▶ **Aim of the exercise**:
Only the lines from the one containing "of the orange" through the end of the data below should be copied, each exactly as written and with both ends kept.

------

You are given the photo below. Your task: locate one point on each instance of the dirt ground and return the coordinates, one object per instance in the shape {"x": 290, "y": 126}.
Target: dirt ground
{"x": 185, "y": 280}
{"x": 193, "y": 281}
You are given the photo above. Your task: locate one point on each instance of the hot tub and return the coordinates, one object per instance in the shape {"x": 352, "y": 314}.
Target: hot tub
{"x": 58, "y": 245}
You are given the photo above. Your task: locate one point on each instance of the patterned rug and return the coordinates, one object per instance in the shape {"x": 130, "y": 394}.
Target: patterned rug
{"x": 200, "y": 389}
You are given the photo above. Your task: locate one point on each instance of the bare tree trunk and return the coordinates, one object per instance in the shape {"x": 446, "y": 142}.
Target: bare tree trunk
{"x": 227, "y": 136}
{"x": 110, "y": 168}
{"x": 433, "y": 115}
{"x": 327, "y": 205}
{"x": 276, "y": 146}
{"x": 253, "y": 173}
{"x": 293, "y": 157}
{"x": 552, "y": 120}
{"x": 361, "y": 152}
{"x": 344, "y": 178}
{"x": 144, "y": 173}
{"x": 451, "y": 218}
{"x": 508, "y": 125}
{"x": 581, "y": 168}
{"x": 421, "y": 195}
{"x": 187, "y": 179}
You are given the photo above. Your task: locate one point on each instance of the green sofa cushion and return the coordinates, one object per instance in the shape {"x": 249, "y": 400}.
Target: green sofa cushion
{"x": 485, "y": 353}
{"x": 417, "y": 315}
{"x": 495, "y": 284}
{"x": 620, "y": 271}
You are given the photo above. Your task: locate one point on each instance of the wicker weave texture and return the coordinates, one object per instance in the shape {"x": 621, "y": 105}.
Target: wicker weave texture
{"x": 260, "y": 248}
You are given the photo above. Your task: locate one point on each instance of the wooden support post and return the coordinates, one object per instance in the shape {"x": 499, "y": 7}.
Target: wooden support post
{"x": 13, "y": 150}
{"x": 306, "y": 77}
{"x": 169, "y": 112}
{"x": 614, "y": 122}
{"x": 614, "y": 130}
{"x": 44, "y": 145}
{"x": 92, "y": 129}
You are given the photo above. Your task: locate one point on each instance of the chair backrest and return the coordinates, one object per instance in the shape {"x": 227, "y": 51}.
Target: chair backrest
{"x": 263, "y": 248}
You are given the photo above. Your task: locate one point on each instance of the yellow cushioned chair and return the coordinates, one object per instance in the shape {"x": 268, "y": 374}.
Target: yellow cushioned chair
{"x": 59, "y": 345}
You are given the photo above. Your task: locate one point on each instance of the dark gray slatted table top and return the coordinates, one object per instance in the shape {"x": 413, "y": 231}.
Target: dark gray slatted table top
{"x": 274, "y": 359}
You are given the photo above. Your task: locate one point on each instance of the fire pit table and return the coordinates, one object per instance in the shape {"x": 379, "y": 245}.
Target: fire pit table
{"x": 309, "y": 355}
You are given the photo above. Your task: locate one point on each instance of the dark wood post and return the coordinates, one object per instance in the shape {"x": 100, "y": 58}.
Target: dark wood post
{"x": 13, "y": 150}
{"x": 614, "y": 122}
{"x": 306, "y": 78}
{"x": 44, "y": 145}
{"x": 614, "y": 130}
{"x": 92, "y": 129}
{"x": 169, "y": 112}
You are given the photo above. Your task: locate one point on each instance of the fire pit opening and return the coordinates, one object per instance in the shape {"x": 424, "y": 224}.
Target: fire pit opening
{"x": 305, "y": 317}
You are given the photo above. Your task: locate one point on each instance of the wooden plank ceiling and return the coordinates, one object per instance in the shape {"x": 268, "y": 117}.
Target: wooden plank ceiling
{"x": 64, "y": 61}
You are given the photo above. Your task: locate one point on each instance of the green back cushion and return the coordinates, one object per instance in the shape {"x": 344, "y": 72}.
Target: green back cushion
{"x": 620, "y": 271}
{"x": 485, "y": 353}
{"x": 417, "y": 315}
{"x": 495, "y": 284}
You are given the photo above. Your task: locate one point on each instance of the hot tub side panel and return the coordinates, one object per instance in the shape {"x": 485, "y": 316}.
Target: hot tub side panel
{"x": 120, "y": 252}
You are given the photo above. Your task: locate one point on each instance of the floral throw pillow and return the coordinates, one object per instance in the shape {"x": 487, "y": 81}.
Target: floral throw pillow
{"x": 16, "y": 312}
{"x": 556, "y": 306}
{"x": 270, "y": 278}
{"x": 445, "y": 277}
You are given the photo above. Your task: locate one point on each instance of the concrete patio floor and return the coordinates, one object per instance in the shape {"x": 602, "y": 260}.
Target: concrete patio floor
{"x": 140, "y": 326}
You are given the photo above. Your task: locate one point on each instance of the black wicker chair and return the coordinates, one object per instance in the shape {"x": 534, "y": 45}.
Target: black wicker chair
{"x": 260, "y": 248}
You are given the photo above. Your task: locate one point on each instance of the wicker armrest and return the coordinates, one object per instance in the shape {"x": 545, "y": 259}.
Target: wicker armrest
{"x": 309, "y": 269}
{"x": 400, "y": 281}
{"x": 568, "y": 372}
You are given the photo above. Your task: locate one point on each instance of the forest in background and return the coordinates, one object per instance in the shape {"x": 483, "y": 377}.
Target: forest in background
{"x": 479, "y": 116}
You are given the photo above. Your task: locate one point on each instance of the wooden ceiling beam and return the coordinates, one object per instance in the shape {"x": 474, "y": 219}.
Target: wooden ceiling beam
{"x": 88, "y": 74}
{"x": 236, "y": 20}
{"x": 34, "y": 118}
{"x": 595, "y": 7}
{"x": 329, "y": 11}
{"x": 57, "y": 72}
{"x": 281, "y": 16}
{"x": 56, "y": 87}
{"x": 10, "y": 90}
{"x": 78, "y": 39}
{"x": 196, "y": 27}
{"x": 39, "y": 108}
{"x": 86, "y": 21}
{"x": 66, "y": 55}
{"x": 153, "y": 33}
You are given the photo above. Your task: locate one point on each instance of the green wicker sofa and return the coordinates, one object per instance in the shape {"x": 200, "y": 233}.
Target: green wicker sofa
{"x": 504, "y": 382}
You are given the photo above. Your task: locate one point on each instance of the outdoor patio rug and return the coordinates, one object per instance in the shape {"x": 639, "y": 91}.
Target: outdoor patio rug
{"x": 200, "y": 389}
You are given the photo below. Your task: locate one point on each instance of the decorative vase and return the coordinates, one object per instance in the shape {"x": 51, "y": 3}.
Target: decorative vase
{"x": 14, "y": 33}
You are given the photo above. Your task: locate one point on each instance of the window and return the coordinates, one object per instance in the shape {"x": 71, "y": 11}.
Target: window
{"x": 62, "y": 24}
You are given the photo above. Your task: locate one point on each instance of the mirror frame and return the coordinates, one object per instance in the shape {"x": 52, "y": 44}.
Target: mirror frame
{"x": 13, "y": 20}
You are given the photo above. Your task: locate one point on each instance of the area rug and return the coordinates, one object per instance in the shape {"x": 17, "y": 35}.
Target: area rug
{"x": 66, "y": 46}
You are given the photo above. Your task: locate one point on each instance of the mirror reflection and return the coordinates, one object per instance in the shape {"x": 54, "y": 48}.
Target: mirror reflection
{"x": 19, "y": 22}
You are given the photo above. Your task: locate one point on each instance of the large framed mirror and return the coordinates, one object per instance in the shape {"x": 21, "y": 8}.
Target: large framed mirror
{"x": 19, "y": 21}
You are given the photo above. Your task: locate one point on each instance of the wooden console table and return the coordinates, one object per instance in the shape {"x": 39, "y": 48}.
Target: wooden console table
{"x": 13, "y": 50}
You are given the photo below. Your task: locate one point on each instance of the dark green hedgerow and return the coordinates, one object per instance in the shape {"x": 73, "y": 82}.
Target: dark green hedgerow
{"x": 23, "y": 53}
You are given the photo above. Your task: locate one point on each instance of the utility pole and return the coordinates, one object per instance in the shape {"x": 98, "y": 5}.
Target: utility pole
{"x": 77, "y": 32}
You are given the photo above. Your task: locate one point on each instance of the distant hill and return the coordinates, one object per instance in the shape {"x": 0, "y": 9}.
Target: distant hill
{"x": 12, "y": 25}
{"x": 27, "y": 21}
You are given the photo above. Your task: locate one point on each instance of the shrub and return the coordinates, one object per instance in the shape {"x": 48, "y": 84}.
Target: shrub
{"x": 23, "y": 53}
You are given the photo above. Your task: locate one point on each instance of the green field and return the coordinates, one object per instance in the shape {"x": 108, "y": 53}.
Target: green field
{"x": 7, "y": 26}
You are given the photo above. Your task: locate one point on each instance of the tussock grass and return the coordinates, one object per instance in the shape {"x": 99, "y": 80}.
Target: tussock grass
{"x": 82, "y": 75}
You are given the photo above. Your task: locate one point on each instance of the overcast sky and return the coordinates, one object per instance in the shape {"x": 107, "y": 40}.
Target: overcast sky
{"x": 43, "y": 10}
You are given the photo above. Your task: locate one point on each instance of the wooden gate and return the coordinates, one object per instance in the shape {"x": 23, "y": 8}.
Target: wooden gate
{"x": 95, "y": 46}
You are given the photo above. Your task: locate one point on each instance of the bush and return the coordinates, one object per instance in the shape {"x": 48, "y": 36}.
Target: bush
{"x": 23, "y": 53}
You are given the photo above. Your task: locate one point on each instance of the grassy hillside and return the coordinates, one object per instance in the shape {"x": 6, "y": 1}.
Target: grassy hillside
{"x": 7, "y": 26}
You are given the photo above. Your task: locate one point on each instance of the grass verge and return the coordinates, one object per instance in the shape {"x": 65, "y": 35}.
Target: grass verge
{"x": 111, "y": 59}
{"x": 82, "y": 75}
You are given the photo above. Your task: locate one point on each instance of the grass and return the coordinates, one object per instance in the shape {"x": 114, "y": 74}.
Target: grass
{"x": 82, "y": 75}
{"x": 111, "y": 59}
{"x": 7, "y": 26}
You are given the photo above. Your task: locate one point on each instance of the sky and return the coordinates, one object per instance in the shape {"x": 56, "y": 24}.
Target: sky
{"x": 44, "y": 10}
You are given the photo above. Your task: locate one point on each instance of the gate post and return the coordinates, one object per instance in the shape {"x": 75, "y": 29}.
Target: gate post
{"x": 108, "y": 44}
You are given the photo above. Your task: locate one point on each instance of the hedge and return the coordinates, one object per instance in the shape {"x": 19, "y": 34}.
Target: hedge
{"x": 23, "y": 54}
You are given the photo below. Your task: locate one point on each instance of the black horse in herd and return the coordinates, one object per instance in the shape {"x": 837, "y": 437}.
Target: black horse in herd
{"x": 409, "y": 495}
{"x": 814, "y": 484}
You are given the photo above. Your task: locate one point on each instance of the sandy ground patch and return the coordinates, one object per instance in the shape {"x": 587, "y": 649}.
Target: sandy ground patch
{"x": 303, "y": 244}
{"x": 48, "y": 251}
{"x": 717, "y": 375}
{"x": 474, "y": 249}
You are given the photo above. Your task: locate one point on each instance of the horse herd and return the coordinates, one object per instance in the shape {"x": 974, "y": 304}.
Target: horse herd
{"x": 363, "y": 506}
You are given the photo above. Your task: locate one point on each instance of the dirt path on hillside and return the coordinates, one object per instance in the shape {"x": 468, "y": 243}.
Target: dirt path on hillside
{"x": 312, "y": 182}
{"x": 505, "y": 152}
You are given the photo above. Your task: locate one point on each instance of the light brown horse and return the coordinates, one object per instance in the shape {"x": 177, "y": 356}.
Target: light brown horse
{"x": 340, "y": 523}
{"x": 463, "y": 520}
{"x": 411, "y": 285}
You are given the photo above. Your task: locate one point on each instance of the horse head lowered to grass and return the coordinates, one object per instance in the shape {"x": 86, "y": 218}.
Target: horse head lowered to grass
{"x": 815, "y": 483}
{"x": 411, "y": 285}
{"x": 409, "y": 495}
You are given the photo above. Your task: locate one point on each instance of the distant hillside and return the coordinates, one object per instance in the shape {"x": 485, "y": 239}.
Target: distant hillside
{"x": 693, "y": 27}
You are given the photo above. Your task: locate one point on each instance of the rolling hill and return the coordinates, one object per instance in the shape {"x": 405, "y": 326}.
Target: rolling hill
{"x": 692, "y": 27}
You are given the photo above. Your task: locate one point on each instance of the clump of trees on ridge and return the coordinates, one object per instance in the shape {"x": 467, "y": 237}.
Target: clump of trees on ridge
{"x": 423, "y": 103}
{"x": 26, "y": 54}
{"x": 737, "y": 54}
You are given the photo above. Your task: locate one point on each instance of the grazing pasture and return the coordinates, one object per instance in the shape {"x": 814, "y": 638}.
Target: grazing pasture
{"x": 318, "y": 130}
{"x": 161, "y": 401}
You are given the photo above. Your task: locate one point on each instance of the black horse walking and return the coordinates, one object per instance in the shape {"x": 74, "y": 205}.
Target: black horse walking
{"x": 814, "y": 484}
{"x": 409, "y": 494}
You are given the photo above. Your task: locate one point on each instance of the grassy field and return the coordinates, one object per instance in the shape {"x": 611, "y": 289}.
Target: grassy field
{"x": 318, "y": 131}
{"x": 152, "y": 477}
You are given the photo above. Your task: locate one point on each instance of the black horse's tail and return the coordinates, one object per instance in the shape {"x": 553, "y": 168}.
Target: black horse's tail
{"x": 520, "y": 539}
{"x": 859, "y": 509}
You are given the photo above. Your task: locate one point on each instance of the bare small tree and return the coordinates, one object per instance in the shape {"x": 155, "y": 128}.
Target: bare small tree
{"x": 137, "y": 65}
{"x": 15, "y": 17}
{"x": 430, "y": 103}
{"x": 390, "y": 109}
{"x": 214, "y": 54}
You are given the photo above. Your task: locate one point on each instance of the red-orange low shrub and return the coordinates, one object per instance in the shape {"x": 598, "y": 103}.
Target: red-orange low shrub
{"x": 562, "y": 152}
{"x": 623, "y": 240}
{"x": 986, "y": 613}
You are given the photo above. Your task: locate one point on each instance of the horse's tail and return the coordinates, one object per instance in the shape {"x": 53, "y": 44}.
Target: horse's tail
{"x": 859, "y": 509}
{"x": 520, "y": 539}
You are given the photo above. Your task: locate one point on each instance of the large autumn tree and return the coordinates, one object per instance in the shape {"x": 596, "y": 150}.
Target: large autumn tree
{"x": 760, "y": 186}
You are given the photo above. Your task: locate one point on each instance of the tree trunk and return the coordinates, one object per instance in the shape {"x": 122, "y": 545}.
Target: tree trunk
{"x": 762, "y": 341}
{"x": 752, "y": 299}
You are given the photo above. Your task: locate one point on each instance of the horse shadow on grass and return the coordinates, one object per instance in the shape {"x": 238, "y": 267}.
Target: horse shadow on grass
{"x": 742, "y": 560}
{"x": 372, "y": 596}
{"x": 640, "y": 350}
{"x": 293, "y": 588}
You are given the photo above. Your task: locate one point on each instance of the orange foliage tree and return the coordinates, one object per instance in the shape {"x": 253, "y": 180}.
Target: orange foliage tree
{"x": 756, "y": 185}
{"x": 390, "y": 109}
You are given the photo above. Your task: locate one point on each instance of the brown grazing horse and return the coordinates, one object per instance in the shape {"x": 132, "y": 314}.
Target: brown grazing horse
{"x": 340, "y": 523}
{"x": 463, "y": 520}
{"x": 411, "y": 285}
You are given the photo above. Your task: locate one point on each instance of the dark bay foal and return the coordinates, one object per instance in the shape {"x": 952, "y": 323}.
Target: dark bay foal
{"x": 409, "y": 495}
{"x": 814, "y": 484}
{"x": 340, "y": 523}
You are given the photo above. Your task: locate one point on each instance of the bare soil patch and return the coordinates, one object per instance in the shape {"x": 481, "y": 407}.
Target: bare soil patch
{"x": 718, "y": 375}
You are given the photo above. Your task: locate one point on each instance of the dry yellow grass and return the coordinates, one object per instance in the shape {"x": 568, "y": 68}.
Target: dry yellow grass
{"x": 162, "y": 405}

------

▶ **Task response**:
You are given the photo above. Your task: locate one point on each instance of the orange foliage tree and return the coordinates, one object per instance in the shape {"x": 253, "y": 180}.
Target: orange foliage tree
{"x": 756, "y": 185}
{"x": 390, "y": 109}
You are given the photo above. Your task: locate one point on each instance of the brown grazing horse and return the coordinates, one object per instance in the shape {"x": 132, "y": 314}.
Target: brown grazing horse
{"x": 340, "y": 523}
{"x": 463, "y": 520}
{"x": 411, "y": 285}
You are given the photo above. Your task: locate one point on each instance of the dark bay foal and return the coordinates, one object per instance in the shape {"x": 952, "y": 323}.
Target: dark bay foal
{"x": 409, "y": 495}
{"x": 814, "y": 484}
{"x": 340, "y": 523}
You are given the photo above. Your task: locate one point on each instance of the bare soil patch and return the coordinates, one object per instance in the shape {"x": 481, "y": 407}.
Target: bare soil patch
{"x": 718, "y": 375}
You are given the photo above. Your task: locate one point on each instance of the dry yellow grass and return the coordinates, one object per instance in the shape {"x": 568, "y": 68}.
Target: dry yellow grass
{"x": 162, "y": 405}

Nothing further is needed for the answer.